START RECORDS FOR THE EXERCISE

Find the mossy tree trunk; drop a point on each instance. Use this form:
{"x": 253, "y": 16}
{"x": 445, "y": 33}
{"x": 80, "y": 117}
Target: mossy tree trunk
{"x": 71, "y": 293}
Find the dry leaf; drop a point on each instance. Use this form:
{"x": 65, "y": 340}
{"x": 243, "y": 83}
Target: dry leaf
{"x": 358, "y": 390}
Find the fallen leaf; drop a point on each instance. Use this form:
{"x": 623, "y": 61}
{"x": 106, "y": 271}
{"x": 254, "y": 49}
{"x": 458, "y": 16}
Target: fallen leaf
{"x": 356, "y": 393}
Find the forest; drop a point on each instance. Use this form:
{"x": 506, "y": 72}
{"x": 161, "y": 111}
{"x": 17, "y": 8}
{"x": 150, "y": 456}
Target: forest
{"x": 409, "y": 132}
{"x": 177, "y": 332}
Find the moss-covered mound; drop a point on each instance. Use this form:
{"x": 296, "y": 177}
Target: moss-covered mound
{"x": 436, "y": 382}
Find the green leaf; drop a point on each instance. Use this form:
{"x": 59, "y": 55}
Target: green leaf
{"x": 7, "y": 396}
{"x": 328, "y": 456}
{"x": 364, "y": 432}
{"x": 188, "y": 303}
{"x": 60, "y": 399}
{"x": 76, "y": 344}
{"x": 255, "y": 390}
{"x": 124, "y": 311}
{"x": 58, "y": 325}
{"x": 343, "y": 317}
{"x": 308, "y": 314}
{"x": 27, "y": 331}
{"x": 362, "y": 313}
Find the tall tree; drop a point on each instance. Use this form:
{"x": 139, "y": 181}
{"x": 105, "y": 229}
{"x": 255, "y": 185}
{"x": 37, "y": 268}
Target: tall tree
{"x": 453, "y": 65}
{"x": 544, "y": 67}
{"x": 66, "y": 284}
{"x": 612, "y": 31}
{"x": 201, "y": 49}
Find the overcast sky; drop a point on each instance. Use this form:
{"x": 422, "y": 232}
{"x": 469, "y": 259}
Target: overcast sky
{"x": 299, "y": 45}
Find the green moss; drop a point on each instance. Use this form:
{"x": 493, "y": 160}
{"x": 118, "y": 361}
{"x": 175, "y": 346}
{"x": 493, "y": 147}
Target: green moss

END RECORDS FOR THE EXERCISE

- [INSTRUCTIONS TO FOLLOW] Exactly as written, transcribe every line shown above.

- [EXERCISE OUTPUT]
Find the mossy tree trunk; drop a point on each instance. Use this form:
{"x": 253, "y": 16}
{"x": 445, "y": 33}
{"x": 80, "y": 117}
Target: mossy tree trunk
{"x": 71, "y": 293}
Find the dry leaf; drop a point on each instance. Use this form:
{"x": 65, "y": 340}
{"x": 243, "y": 83}
Target: dry leaf
{"x": 358, "y": 390}
Find the fallen leaf; drop a point on each instance. Use this form:
{"x": 623, "y": 61}
{"x": 106, "y": 271}
{"x": 254, "y": 49}
{"x": 458, "y": 16}
Target: fallen leaf
{"x": 356, "y": 393}
Find the forest; drop a point on each instance. Use this form:
{"x": 506, "y": 72}
{"x": 161, "y": 111}
{"x": 17, "y": 8}
{"x": 150, "y": 456}
Target: forest
{"x": 409, "y": 132}
{"x": 177, "y": 332}
Find the moss-covered mound; drop a point on each instance. Use this form:
{"x": 296, "y": 177}
Target: moss-covered mound
{"x": 436, "y": 382}
Find the green leaf; drop a point on each instance. Use this form:
{"x": 59, "y": 55}
Target: green leaf
{"x": 7, "y": 396}
{"x": 328, "y": 456}
{"x": 364, "y": 432}
{"x": 188, "y": 303}
{"x": 60, "y": 399}
{"x": 76, "y": 344}
{"x": 255, "y": 390}
{"x": 124, "y": 311}
{"x": 58, "y": 325}
{"x": 343, "y": 317}
{"x": 308, "y": 314}
{"x": 27, "y": 331}
{"x": 362, "y": 313}
Find the tall tree; drop a point on each instance. Use this form:
{"x": 139, "y": 181}
{"x": 105, "y": 229}
{"x": 255, "y": 185}
{"x": 37, "y": 268}
Target: tall tree
{"x": 453, "y": 65}
{"x": 544, "y": 67}
{"x": 66, "y": 284}
{"x": 612, "y": 31}
{"x": 201, "y": 49}
Find the overcast sky; drop a point on each instance. Use this form:
{"x": 422, "y": 232}
{"x": 469, "y": 259}
Target: overcast sky
{"x": 299, "y": 45}
Find the green moss; drop a point on each instance. Use this form:
{"x": 493, "y": 160}
{"x": 118, "y": 361}
{"x": 175, "y": 346}
{"x": 493, "y": 147}
Target: green moss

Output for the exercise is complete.